What is needed: Please read the records below and return each line holding the string "building".

Provided material:

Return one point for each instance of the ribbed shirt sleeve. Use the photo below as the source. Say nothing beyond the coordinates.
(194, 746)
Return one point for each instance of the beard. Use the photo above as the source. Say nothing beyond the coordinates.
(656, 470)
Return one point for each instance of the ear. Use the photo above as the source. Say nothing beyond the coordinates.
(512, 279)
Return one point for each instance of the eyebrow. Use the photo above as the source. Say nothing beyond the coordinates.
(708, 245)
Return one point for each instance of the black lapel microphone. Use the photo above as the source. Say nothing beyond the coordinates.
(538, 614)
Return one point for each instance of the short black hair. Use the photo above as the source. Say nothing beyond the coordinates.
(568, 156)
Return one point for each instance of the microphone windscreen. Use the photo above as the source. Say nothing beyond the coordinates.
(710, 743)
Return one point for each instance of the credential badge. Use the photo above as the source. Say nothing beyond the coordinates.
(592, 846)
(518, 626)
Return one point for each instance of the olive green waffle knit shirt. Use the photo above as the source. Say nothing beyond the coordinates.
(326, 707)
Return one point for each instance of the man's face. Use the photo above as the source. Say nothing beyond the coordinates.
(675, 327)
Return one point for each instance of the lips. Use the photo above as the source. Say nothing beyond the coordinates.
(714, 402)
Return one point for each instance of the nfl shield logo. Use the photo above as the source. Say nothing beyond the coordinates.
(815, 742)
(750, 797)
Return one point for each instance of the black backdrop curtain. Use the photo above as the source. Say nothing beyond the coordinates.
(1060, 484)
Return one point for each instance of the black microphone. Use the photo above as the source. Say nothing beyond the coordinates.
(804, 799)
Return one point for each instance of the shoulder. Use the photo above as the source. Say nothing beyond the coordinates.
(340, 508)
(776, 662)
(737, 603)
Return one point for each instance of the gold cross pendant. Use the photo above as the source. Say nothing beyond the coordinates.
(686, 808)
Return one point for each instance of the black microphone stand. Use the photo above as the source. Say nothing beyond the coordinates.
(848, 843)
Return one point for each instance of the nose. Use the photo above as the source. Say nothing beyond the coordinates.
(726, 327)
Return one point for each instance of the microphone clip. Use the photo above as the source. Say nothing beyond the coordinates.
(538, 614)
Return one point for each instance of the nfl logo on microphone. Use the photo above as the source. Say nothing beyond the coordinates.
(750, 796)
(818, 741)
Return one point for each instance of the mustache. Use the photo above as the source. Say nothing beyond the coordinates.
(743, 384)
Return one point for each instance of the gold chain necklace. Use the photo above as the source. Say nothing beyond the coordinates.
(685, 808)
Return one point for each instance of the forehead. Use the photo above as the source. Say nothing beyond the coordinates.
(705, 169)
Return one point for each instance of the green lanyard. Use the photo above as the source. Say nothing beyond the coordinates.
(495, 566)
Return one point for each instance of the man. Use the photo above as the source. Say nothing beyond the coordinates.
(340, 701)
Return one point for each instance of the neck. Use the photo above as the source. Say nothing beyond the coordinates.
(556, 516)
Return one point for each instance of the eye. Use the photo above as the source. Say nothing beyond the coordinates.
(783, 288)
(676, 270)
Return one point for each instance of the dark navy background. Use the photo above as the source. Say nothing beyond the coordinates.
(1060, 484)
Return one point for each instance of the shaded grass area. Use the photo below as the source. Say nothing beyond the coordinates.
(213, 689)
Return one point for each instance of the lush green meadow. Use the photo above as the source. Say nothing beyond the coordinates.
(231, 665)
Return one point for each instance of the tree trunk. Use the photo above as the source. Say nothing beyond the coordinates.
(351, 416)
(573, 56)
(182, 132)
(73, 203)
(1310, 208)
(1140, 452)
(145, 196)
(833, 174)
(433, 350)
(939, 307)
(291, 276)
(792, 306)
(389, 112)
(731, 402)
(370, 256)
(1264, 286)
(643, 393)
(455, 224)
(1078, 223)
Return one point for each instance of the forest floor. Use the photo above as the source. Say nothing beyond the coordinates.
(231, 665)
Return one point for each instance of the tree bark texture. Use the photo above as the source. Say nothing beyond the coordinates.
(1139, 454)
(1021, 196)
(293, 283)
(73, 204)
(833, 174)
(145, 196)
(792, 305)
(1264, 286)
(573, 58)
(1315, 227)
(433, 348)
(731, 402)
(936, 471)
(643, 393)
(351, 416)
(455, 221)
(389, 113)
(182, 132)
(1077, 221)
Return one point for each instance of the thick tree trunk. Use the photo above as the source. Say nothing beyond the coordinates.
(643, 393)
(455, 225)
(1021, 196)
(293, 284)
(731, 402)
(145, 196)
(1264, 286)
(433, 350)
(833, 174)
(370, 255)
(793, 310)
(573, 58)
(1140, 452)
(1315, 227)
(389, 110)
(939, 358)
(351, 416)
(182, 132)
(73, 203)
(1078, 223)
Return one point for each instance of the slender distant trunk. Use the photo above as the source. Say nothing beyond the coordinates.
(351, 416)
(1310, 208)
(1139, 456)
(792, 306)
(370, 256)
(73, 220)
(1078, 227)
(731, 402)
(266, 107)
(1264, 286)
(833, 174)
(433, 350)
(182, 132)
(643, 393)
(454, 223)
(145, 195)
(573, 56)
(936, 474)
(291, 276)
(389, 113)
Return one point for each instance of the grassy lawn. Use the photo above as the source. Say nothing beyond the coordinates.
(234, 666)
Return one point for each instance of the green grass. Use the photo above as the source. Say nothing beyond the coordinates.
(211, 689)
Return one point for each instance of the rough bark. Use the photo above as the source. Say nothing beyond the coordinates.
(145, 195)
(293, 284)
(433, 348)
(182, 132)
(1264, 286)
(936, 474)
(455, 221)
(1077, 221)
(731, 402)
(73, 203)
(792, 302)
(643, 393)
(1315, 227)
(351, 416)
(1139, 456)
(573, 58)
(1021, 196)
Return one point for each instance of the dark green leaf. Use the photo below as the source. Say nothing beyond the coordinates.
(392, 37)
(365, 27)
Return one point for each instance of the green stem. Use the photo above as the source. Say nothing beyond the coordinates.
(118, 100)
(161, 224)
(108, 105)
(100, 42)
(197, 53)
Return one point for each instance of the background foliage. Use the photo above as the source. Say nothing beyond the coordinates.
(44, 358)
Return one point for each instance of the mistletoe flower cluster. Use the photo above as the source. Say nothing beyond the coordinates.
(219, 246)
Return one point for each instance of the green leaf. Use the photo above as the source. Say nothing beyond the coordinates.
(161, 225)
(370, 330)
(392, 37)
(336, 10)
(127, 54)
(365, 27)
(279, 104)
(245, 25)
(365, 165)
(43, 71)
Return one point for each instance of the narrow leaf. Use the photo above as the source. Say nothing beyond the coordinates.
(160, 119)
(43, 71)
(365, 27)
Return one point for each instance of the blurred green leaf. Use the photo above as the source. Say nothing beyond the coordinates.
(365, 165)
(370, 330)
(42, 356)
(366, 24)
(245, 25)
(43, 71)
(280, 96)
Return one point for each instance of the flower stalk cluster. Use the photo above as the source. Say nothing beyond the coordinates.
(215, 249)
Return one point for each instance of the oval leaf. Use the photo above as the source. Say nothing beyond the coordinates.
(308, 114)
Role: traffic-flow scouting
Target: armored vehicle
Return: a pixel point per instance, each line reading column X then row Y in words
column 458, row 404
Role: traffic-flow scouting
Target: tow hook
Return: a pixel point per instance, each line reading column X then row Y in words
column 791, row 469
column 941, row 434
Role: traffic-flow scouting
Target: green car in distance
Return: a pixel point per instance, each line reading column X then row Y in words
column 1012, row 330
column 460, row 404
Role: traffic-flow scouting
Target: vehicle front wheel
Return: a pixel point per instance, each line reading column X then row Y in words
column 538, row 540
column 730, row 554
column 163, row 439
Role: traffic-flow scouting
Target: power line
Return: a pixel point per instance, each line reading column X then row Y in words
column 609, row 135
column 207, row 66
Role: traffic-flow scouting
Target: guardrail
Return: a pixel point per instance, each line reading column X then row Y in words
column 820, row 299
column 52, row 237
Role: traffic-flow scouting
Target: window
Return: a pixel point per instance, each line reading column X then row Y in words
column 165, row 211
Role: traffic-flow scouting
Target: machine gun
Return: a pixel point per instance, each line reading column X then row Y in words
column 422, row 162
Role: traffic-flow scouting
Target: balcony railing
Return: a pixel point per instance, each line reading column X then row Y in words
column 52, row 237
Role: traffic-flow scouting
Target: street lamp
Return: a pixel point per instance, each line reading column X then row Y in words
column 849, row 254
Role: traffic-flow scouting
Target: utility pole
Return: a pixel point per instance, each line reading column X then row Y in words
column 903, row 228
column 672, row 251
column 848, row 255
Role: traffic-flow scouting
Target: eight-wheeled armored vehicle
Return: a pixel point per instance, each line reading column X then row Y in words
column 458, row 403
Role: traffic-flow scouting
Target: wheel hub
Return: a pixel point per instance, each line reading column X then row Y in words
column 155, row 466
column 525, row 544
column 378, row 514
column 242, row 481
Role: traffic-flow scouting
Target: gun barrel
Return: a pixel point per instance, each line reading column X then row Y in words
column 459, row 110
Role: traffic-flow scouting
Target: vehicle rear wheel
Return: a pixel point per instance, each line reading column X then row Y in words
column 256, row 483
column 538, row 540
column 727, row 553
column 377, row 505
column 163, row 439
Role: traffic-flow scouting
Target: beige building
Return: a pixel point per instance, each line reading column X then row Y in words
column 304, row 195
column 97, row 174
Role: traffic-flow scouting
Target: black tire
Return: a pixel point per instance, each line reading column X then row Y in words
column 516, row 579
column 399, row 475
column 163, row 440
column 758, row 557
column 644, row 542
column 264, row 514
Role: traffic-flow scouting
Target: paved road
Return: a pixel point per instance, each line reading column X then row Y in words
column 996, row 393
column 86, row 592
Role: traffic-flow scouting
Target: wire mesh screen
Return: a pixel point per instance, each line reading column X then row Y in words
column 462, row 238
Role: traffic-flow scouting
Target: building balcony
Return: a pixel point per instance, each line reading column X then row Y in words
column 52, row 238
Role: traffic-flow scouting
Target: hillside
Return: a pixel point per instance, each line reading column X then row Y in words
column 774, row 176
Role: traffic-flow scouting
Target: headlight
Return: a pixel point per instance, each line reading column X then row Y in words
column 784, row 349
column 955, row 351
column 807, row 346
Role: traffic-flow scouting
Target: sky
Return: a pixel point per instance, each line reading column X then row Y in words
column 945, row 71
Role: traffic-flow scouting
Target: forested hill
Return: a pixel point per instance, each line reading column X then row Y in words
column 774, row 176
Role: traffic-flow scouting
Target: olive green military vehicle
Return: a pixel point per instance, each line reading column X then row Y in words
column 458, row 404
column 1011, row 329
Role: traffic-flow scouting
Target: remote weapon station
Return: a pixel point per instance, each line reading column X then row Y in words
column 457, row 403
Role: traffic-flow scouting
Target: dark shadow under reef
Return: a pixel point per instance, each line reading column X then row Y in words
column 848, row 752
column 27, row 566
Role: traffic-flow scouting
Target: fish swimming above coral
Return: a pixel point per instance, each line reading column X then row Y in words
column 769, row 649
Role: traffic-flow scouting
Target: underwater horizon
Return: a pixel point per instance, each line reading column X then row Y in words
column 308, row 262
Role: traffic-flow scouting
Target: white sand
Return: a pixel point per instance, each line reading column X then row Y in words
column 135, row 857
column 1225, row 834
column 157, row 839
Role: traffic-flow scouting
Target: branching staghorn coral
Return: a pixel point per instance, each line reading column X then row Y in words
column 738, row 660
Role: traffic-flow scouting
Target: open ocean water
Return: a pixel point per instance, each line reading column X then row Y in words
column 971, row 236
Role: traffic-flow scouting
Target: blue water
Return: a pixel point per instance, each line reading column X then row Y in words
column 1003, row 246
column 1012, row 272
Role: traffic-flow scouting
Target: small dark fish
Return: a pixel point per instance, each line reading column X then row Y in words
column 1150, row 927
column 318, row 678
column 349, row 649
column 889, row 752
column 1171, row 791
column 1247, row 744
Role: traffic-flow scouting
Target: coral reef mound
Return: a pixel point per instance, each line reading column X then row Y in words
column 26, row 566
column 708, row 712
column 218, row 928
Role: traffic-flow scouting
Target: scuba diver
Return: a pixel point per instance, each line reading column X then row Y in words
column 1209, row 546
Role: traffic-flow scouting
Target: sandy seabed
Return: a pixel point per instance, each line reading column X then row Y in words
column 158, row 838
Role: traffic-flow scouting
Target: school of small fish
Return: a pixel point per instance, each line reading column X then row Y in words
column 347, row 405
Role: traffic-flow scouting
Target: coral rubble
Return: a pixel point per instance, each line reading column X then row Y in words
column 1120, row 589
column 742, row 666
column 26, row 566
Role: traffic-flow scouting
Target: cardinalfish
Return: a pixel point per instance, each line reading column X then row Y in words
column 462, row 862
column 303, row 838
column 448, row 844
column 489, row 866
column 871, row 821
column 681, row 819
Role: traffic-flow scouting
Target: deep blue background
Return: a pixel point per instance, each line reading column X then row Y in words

Answer below:
Target: beige building
Target: building balcony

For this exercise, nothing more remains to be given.